= Série de consignes =
a - Dans le texte sur l'information télévisée, relevez tout ce qui compose « un calme jour d’été », que redoutent les chaînes d'info continue.
b - Poursuivez le texte sur l'information télévisée à la suite de sa dernière phrase.

= Extrait choisi =
- - - - -
Il y a vingt ans de ça, peut-être dix, avant la montée en puissance d’internet, le paysage audiovisuel était relativement simple avec cinq ou six chaines de télévision et, dominant tout le monde, un journal télévisé, celui de TF1, avec aux commandes un présentateur vedette croquemitaine, Jean-Pierre Pernaut. Pour résumer son journal, c’était (et c’est toujours) dix minutes d’infos nationale et internationale, souvent bâclées et parfois biaisées, et vingt bonnes minutes de reportages sur une France éternelle qui n’existe plus depuis des décennies : du fabricant de sabot au fabricant de parapluie en passant par un salon de l’agriculture faux nez d’un monde qui s’industrialise de plus en plus. Ça c’était avant, maintenant le Dieu a trouvé son maître, la grande messe du journal de TF1 est petit à petit détrôné par la montée en puissance des chaînes d’info continue, pur produits anglo-saxon ou l’important ce n’est pas l’info, l’important c’est de capter le plus longtemps possible le client.
Et pour ce faire tous les moyens sont bons, un rythme soutenue, un bandeau défilant qui hypnotise, mais surtout une dramatisation de tous les instants ; faut les comprendre, s’ils veulent garder le téléspectateur captif il faut que ça bouge, il faut du sensationnel, il faut du saignant, quitte à tordre un peu la vérité ou à en faire beaucoup trop pour garder l’audience. Rien n’est plus terrible pour ces médias qu’un calme jour d’été avec des politiques en vacances, du sport en pointillé et un grand ciel bleu qui détourne les foules de leurs petits écrans. Donc, quand on tient un sujet on ne le lâche pas du jarret, comme un Rottweiler.
- - - - -
= Données de l'exercice =

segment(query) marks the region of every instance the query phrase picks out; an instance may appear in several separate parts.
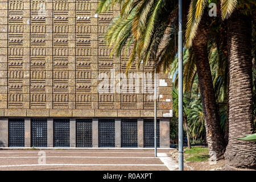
- - - - -
= Liste des réponses =
a -
- des politiques en vacances
- du sport en pointillé
- un grand ciel bleu qui détourne les foules de leurs petits écrans

b -
Ces petites explications pour essayer de vous faire comprendre comment une épidémie, réellement dramatique, sur le continent africain se transforme en « fin du monde » ici. Sur un sujet de cet acabit il faut se défoncer, non pas pour informer, éclairer, instruire, mais pour capter le quidam. Nous avons donc droit à des reportages hystériques sur…la prochaine arrivée du virus à Paris Charles de Gaulle (l’aéroport de la capitale). Je n’ai pas vu (ou j’ai raté) de reportages sur le travail des équipes médicales sur le terrain, sur la logistique mise en œuvre, sur le rôle de l’OMS (Organisation Mondiale de la Santé). Non, ce qu’il faut c’est du sensationnel, de la peur : on montre des cadavres, des mourants, des scènes de panique, des frontières passoires, il faut faire monter la sauce coco !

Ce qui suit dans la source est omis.